[Task description]:
Rewrite all of the data below, putting "place one point" in place of "drop a single marker" and keeping everything else the same.

[Materials provided]:

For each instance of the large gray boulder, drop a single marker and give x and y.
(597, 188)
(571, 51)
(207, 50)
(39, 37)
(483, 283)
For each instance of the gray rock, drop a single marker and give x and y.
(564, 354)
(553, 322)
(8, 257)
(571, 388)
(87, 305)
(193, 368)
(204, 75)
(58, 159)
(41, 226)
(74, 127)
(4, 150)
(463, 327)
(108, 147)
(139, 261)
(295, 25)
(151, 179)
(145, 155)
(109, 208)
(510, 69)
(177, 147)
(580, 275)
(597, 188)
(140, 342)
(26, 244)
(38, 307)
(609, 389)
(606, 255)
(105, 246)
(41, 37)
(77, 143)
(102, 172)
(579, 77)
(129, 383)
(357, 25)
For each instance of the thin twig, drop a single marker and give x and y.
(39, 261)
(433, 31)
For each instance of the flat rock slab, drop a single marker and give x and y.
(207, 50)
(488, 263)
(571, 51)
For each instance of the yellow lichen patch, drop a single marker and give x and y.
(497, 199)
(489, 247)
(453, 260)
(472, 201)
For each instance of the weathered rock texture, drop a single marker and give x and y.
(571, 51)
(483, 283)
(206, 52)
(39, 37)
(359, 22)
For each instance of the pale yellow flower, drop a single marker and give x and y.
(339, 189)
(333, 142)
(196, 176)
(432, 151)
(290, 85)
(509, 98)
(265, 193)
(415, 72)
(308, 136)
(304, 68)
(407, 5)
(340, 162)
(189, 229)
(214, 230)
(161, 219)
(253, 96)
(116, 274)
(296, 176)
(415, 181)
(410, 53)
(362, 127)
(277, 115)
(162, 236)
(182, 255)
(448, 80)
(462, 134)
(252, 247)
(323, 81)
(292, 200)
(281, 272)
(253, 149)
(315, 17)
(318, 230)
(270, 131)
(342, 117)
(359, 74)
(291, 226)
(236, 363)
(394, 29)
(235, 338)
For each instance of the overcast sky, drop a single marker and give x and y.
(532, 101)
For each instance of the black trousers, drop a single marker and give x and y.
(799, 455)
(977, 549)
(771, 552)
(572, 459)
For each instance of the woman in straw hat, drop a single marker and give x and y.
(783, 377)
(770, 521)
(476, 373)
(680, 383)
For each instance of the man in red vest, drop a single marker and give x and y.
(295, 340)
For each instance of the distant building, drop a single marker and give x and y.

[Correct response]:
For each instance of the large gray boulder, place one point and give x and y.
(597, 188)
(571, 51)
(207, 50)
(39, 37)
(483, 283)
For each instance of the gray rock, place one point and give x and y.
(564, 354)
(553, 322)
(8, 257)
(571, 388)
(87, 305)
(193, 368)
(204, 75)
(58, 159)
(41, 226)
(74, 127)
(4, 150)
(463, 327)
(108, 147)
(139, 261)
(295, 25)
(151, 179)
(145, 155)
(109, 208)
(510, 69)
(177, 147)
(580, 275)
(597, 188)
(140, 342)
(26, 244)
(38, 307)
(609, 389)
(606, 255)
(105, 246)
(41, 37)
(77, 143)
(102, 172)
(579, 77)
(129, 383)
(357, 25)
For each instance of the thin twig, place one point and give x and y.
(39, 261)
(433, 31)
For each instance of the flat rock slab, place one point and give x and y.
(207, 50)
(488, 263)
(571, 51)
For each instance of the yellow lichen patch, place one point and give x and y.
(497, 199)
(489, 247)
(453, 260)
(472, 201)
For each instance of the weathered rock texture, place one point and give x and y.
(571, 51)
(483, 283)
(206, 52)
(39, 37)
(359, 22)
For each instance of the pale yellow flower, place one point and give x and y.
(339, 189)
(333, 142)
(196, 176)
(432, 151)
(290, 85)
(509, 98)
(265, 193)
(415, 72)
(308, 136)
(304, 68)
(407, 5)
(340, 162)
(189, 229)
(214, 230)
(161, 219)
(253, 96)
(116, 274)
(296, 176)
(415, 181)
(410, 53)
(362, 127)
(277, 115)
(162, 236)
(182, 255)
(448, 80)
(462, 134)
(252, 247)
(323, 81)
(292, 200)
(281, 272)
(253, 149)
(315, 17)
(318, 230)
(270, 131)
(342, 117)
(359, 74)
(291, 226)
(236, 363)
(394, 29)
(235, 338)
For each instance of the overcast sky, place one point and give x and y.
(532, 101)
For each instance of the black trousers, place one point and give x and y.
(799, 455)
(977, 549)
(771, 552)
(572, 459)
For each instance of the woman in straw hat, place one point and give x and y.
(783, 377)
(770, 521)
(476, 373)
(680, 383)
For each instance of the man in red vest, place one point and give x and y.
(295, 340)
For each instance of the distant building, place one point and give x and y.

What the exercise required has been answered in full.